• _TASK REQUIREMENTS_: Arrange all the lines below as a numbered list, skipping any blank lines and leaving the pictures out.

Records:

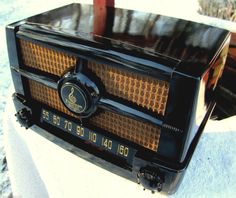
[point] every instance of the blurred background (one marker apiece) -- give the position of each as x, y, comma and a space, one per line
14, 10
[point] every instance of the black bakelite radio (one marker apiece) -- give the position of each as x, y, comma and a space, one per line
129, 91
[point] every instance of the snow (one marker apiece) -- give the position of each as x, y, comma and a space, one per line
212, 171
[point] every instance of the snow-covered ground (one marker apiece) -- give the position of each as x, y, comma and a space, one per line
14, 10
11, 11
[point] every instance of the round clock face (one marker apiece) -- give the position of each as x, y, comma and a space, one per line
73, 98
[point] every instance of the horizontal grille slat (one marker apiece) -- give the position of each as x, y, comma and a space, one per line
142, 90
141, 133
46, 59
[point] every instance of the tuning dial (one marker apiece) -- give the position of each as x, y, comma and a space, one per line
151, 178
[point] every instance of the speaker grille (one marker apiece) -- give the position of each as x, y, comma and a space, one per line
45, 59
141, 133
145, 91
142, 90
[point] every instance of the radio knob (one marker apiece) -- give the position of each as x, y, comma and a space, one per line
151, 179
24, 118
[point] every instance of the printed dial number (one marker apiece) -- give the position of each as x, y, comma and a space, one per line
107, 143
123, 150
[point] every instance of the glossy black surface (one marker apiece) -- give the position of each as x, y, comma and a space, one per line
169, 39
183, 53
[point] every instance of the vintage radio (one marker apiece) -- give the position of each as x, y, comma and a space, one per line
130, 91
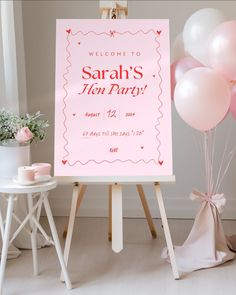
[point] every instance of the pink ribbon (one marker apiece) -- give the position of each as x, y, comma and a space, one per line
112, 33
217, 200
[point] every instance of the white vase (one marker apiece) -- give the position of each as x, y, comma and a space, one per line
13, 156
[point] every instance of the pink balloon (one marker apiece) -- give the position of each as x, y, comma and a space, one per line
233, 102
180, 67
202, 98
222, 49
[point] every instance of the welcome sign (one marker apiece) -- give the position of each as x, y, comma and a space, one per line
113, 106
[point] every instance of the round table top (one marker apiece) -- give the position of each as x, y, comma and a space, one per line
10, 187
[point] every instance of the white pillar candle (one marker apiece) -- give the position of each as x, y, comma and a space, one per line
26, 173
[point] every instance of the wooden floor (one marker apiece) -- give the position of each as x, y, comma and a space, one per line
137, 270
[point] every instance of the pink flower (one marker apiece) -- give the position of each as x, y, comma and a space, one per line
23, 135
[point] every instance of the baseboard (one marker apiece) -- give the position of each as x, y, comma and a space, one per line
176, 207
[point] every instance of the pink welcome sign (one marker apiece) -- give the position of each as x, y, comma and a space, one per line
113, 106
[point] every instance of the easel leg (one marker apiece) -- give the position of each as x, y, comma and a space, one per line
166, 231
33, 236
81, 194
117, 221
146, 210
110, 215
5, 242
75, 195
56, 241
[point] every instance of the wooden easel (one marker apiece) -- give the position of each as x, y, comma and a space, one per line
118, 9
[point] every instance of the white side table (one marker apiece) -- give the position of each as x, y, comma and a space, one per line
10, 191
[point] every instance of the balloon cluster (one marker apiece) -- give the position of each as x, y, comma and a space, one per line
203, 77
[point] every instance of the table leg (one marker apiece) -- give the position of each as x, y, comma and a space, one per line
33, 235
75, 195
1, 224
6, 237
56, 241
79, 200
146, 210
117, 221
166, 231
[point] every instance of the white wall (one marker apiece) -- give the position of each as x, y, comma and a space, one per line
39, 19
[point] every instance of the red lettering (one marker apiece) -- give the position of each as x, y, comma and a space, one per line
139, 73
86, 73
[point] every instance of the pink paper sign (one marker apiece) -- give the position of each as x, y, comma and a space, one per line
113, 106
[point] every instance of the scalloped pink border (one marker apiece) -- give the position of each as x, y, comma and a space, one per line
111, 33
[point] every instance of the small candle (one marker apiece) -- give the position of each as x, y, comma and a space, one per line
26, 173
42, 168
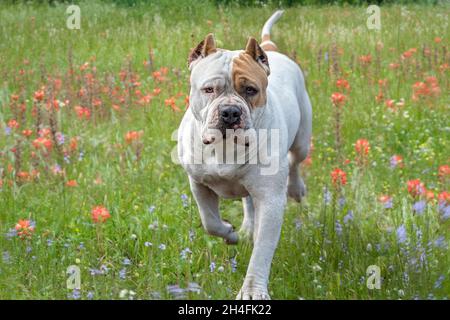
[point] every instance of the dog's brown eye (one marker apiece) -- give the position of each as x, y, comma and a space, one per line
250, 91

• _COMPLETE OUTPUT_:
1. [point] every instance of the blurred background (one marker apiece) -- give the position of each as x, y, comma and a space, one per line
2. 14, 10
3. [point] every instance of the black bakelite radio (one marker apiece) -- give the position of each as x, y, comma and a space, one per line
4. 129, 91
5. [point] every instance of the snow (one marker apiece) -- give the position of each as x, y, comma and a space, one per line
6. 212, 171
7. [point] every instance of the snow-covered ground (one marker apiece) -- give the position of each as x, y, comma and a space, one per line
8. 14, 10
9. 11, 11
10. [point] every instance of the round clock face (one marker apiece) -- give the position of each as x, y, comma and a space, one per line
11. 73, 98
12. [point] every instance of the horizontal grille slat (one marker apiece) -- give the position of each as x, y, comma and a space, one per line
13. 142, 90
14. 141, 133
15. 46, 59
16. [point] every instance of the tuning dial (one marker apiece) -- give the position of each as x, y, comma and a space, one per line
17. 151, 178
18. [point] every instance of the speaker grille (one marker apiece) -- give the position of each as x, y, comma and a space, one per line
19. 45, 59
20. 141, 133
21. 145, 91
22. 142, 90
23. [point] every instance of the radio knob (one marker apiece) -- give the position of each as x, y, comma and a space, one per line
24. 151, 179
25. 24, 118
26. [point] every instance of the printed dial number (one marker apiece) -- give the position of each as x, y, comma and a space, one per line
27. 107, 143
28. 123, 150
29. [point] every instance of the glossy black surface (one marker apiece) -- give the position of each as x, y, comma and a space, one per line
30. 169, 39
31. 183, 53
32. [point] every instance of the vintage radio (one marker apiece) -- give the position of each as x, y, comma and a space, one per line
33. 130, 91
34. [point] every instance of the pink ribbon (one marker apiece) -- give the position of each as x, y, comma and a space, one per line
35. 112, 33
36. 217, 200
37. [point] every instance of the white vase (one marker apiece) -- give the position of each as x, y, comma and a space, one per line
38. 13, 156
39. [point] every instance of the pink balloon (one marker apiece) -- give the position of each as x, y, comma and a space, one per line
40. 233, 102
41. 180, 67
42. 202, 98
43. 222, 49
44. [point] every instance of the welcome sign (one marker apiece) -- give the position of each as x, y, comma and a space, one per line
45. 113, 106
46. [point] every instance of the round table top (one marker apiece) -- give the position of each as x, y, comma and a space, one per line
47. 10, 187
48. [point] every instance of the white pillar candle (one marker apiece) -- give the position of each as x, y, comma and a space, one per line
49. 26, 173
50. [point] every instance of the wooden floor (one marker apiece) -- give the position of each as x, y, comma and a space, one per line
51. 137, 270
52. [point] every instance of the pink flower (one marker apiece) -- give the position of each as x, y, comma and a space, one per line
53. 23, 135
54. [point] every instance of the baseboard (one marker apiece) -- give the position of each as x, y, comma and a space, one per line
55. 176, 207
56. [point] every instance of the pink welcome sign (one marker apiece) -- give the position of each as x, y, comma and a space, one per line
57. 113, 106
58. [point] every instance of the easel leg (one marker apiece) -- give the position of each as x, y, comma and a space, one per line
59. 166, 231
60. 33, 236
61. 81, 194
62. 117, 221
63. 146, 210
64. 110, 215
65. 5, 242
66. 75, 195
67. 56, 241
68. [point] every instance of the wooden easel (one marker apiece) -- give the position of each as x, y, comma and a space, one per line
69. 118, 9
70. [point] every instance of the white side table (one marker apiece) -- give the position of each as x, y, comma and a space, one per line
71. 10, 191
72. [point] every instance of the balloon cluster (one marker apiece) -- give the position of each as x, y, comma and a space, one per line
73. 203, 77
74. [point] every instance of the table leg (one marker apiece) -- give the position of each as x, y, comma and a space, one per line
75. 33, 235
76. 75, 195
77. 1, 224
78. 6, 237
79. 56, 241
80. 79, 200
81. 146, 210
82. 117, 221
83. 166, 231
84. [point] every instance of the white wall (one marker apiece) -- give the position of each as x, y, comma and a space, one per line
85. 39, 19
86. [point] every instance of the red lettering (one marker apiece) -- give the position of each as x, y, comma and a space, one per line
87. 139, 73
88. 86, 73
89. [point] every instance of the pink paper sign (one marker apiece) -- give the position of each as x, y, comma and a space, one per line
90. 113, 106
91. [point] every instance of the scalloped pink border (one marker apiece) -- give the position of each as x, y, comma and a space, one per line
92. 111, 33
93. [point] every instance of the small candle (one marker apiece) -- give the position of each as x, y, comma and a space, one per line
94. 26, 173
95. 42, 168
96. [point] every instance of the dog's brown eye (one marker apiece) -- give the position of each as x, y, comma and a space, one per line
97. 250, 91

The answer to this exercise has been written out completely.